--- SUPPLIED TEXT Enclosed Below ---
A20 inhibits the production of IL-6, IL-1β and TGF-β1 in macrophages

To determine the relationship between A20 and cytokine expression, this study used shRNA to knockdown A20 and generated A20 knockdown cells (MΦ-THP-1-sh-A20) and control cells (MΦ-THP-1-sh-luciferase). A20 was markedly suppressed in MΦ-THP-1-sh-A20 cells treated with HCV core protein (p < 0.05) (Figure 2A), indicating a successful knockdown of A20 by shRNA. Interestingly, the levels of IL-6, IL-1β and TGF-β1 in the supernatants of MΦ-THP-1-sh-A20 cells treated with HCV core protein were much higher than those in control cells at different time points (p < 0.05) (Figure 2B, 2C, 2D), demonstrating that IL-6, IL-1β and TGF-β1 were down-regulated by A20. The level of IL-8 was not changed in the supernatants of the two cell lines treated with core protein after 8h, 12h, 24h, however, after 4h, IL-8 in the supernatants of MΦ-THP-1-sh-A20 cells was lower than that in control cells (Figure 2E). The level of TNF was not changed in the supernatants of the two cell lines treated with core protein at different time points (Figure 2F). The result indicates that IL-8 and TNF are not down-regulated by A20.

HCV core protein interacting with gC1qR induces A20 expression

To determine whether core protein physically interacts with membrane receptors in MΦ-THP-1, the pull-down experiments were performed. As shown in Figure 3A, HCV core protein could interact with gC1qR but not TLR2, TLR3 and TLR4. The expression of gC1qR was upregulated in macrophages treated by HCV core protein (Figure 3B). Subsequently, knocked-down gC1qR by shRNA and established gC1qR knockdown cell line (THP-1-sh-gC1qR), the gC1qR expression in MΦ-THP-1-sh-gC1qR cells was decreased than that in control cells (MΦ-THP-1-sh-luciferase) (p < 0.05) (Figure 3C). A20 was also decreased in THP-1-sh-gC1qR cells treated with HCV core protein than that in control cells (p < 0.05) (Figure 3D). Meanwhile, A20 expression was increased in macrophages treated by C1q (a gC1qR ligand) (p < 0.05) (Figure 3E). These data indicate that HCV core protein induces A20 expression by interacting with gC1qR.
--- End of Enclosed SUPPLIED TEXT ---
--- DATA EXCERPTS Enclosed Below ---
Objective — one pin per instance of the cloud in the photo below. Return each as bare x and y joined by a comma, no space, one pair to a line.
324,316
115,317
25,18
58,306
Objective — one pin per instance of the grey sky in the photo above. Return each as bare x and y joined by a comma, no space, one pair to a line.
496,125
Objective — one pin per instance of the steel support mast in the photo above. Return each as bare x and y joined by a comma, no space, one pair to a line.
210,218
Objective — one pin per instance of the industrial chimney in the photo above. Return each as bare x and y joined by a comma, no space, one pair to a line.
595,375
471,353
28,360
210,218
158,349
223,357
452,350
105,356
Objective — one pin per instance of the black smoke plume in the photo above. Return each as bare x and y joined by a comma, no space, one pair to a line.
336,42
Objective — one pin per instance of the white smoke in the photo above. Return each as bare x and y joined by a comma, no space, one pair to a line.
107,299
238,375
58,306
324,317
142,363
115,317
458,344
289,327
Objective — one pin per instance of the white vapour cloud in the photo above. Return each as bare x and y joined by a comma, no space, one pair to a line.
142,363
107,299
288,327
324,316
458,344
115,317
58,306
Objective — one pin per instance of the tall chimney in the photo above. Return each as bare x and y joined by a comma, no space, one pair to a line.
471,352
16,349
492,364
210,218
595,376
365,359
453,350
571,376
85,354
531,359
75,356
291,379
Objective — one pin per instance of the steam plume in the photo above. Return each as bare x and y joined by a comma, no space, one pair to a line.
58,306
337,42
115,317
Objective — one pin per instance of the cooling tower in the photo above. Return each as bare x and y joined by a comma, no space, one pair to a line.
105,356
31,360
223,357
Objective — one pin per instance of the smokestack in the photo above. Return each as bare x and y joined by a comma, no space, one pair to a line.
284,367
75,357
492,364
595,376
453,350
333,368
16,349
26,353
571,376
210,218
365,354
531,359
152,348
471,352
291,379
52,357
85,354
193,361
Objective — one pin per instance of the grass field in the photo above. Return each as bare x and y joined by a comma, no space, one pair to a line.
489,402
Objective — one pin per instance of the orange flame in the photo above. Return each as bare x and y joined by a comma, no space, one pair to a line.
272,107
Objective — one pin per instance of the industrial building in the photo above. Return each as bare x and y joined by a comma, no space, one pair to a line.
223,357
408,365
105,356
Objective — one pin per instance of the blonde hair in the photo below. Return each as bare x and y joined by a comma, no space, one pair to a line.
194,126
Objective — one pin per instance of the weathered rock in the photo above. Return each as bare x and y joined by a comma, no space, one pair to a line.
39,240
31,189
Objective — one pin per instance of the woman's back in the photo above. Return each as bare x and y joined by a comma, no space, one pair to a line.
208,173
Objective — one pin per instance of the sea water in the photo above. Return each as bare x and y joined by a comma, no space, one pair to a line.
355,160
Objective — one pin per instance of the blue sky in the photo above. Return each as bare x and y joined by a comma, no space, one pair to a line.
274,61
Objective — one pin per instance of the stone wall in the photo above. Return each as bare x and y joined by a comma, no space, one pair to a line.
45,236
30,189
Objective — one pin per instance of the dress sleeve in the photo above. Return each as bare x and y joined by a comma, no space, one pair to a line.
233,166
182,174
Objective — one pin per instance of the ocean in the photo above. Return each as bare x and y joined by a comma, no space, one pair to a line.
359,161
--- End of Enclosed DATA EXCERPTS ---
▸ **EXERCISE INSTRUCTIONS**
How would you translate this sentence from the text on A20 and HCV core protein into Spanish: "The expression of gC1qR was upregulated in macrophages treated by HCV core protein (Figure 3B)." The data are separate material and unrelated to the text on A20 and HCV core protein.

▸ **SOLUTION TO THE PROBLEM**
La expresión de gC1qR estaba regulada al alza en los macrófagos tratados con la proteína core del VHC (Figura 3B).